(Point labeling examples)
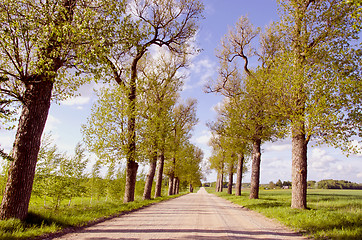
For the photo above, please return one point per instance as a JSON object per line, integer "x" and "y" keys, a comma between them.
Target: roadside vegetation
{"x": 83, "y": 211}
{"x": 331, "y": 214}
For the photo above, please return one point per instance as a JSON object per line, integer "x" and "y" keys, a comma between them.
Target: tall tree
{"x": 162, "y": 81}
{"x": 319, "y": 76}
{"x": 252, "y": 92}
{"x": 39, "y": 42}
{"x": 184, "y": 119}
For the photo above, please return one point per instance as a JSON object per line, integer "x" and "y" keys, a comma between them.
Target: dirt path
{"x": 194, "y": 216}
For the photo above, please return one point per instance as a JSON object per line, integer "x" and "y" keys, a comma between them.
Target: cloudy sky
{"x": 65, "y": 119}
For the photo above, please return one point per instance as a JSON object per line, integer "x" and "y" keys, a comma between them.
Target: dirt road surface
{"x": 199, "y": 215}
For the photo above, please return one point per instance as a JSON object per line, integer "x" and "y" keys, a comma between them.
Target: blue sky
{"x": 65, "y": 119}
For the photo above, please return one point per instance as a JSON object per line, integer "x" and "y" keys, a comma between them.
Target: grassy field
{"x": 42, "y": 220}
{"x": 332, "y": 214}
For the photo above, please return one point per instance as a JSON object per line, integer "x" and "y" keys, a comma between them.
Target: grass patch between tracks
{"x": 331, "y": 214}
{"x": 42, "y": 221}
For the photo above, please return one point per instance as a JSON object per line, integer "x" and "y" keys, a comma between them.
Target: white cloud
{"x": 51, "y": 124}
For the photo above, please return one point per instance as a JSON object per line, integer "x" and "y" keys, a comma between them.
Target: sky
{"x": 65, "y": 119}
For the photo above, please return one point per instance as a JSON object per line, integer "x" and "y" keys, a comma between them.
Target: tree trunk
{"x": 131, "y": 176}
{"x": 170, "y": 185}
{"x": 21, "y": 173}
{"x": 255, "y": 170}
{"x": 150, "y": 176}
{"x": 191, "y": 189}
{"x": 299, "y": 168}
{"x": 230, "y": 184}
{"x": 160, "y": 163}
{"x": 239, "y": 174}
{"x": 175, "y": 185}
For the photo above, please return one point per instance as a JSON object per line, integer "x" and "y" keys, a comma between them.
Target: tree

• _PROBLEM_: Reproduce all of the data exactly, omitting each picture it holds.

• _EXPECTED OUTPUT_:
For the photo above, please return one point per instance as a JSON object per line, integer "x" and "y" keys, a comma between them.
Target: roadside vegetation
{"x": 83, "y": 211}
{"x": 331, "y": 214}
For the photo above, please return one point per instance as a JSON object per line, integer "x" and "y" keys, a comma between them.
Target: tall tree
{"x": 162, "y": 81}
{"x": 319, "y": 76}
{"x": 252, "y": 92}
{"x": 39, "y": 42}
{"x": 184, "y": 119}
For the photo above, please return one point per instance as a JSON object per line, integer "x" and "y" keys, a comma between them.
Target: dirt path
{"x": 194, "y": 216}
For the photo above, please return one point per instance as a JSON object per line, integer "x" and "y" keys, a comma between them.
Target: cloudy sky
{"x": 65, "y": 119}
For the photo above, please return one point per instance as a JSON object per line, integer "x" and "y" keys, a comma between them.
Target: dirt road surface
{"x": 199, "y": 215}
For the photo above, please return one point per instance as a JSON object per line, integer "x" and "y" keys, a comma between them.
Target: blue sky
{"x": 65, "y": 119}
For the photo above, please return one point per instance as a JSON object per line, integer "x" and "y" keys, a comma between them.
Target: grassy field
{"x": 42, "y": 220}
{"x": 332, "y": 214}
For the photo above, please return one point per instance as a JSON object per line, integer "x" and "y" keys, a comma between them.
Target: grass patch between tracks
{"x": 331, "y": 214}
{"x": 42, "y": 221}
For the photo above, please return one point per instance as a JSON object per line, integer "x" and "y" keys, a comma between them.
Target: white cloud
{"x": 51, "y": 124}
For the photo above, please return one point per instance as a JSON object per line, integer "x" and "y" keys, a comma between them.
Target: sky
{"x": 65, "y": 119}
For the photo above, please return one point per instance as a JSON object per line, integer "x" and "y" keys, a comma between them.
Target: tree trunk
{"x": 131, "y": 176}
{"x": 170, "y": 185}
{"x": 21, "y": 173}
{"x": 255, "y": 170}
{"x": 150, "y": 176}
{"x": 191, "y": 189}
{"x": 299, "y": 168}
{"x": 230, "y": 184}
{"x": 160, "y": 163}
{"x": 239, "y": 174}
{"x": 175, "y": 185}
For the photo above, please return one point per instance as a JSON object per line, integer "x" and "y" keys, a comma between them.
Target: tree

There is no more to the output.